[Data items]
===============

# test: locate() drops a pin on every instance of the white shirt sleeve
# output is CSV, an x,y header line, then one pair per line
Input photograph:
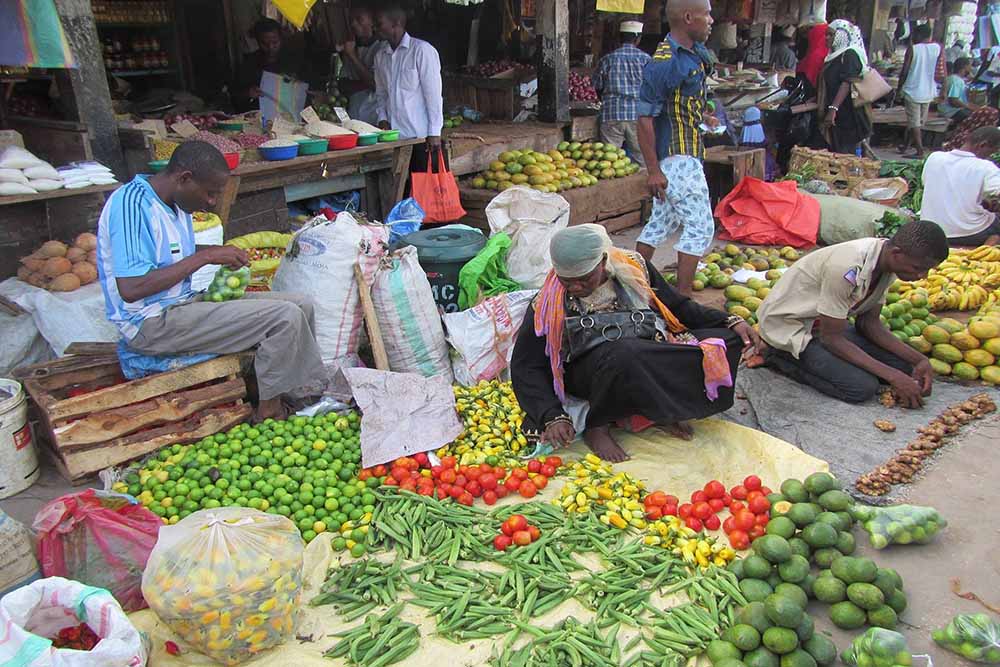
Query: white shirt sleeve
x,y
430,85
991,183
383,61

===============

PROMPT -
Rewrite every line of the records above as a numbered list, omitting any blank lines and excluding the pictures.

TASK RESULT -
1. # test: locate() drops a pin on every instance of the white shirt sleeve
2. # output is CSV, an x,y header line, then one pair per line
3. Input photograph:
4. Query: white shirt sleeve
5. x,y
6. 430,85
7. 991,183
8. 383,61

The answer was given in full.